══ PROVIDED RECORDS

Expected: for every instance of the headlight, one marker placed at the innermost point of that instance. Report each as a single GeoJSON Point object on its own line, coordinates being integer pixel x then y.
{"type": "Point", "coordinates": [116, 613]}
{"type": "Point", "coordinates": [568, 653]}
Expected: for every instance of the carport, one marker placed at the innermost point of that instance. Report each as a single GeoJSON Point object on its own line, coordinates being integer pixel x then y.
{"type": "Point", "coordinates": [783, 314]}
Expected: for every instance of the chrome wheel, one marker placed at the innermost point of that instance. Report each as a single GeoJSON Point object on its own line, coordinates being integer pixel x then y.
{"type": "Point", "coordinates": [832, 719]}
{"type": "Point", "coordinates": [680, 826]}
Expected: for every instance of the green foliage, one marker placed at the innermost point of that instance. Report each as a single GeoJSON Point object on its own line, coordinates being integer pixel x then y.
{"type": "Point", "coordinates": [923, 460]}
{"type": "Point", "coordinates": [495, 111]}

════

> PROBLEM
Quote only the lines from the one containing "Expected: for every instance of the carport, one" through the final line of the records, with both ends included.

> CORRECT ANSWER
Expected: for every instance of the carport, one marker placed at the innermost point of that instance. Report each as a single GeoJSON Point object on its own line, coordinates being integer pixel x then y.
{"type": "Point", "coordinates": [783, 314]}
Expected: for every instance of the chrome wheel, one marker placed at the innermost point of that instance. Report each as a single GeoJSON Point object on its own line, coordinates being integer pixel x then y.
{"type": "Point", "coordinates": [832, 719]}
{"type": "Point", "coordinates": [680, 826]}
Expected: for every instance of the green foliage, one marker placed at the innermost point of that instance. Report each as a single GeoJSON Point object on its own line, coordinates being integer pixel x then y.
{"type": "Point", "coordinates": [923, 460]}
{"type": "Point", "coordinates": [495, 111]}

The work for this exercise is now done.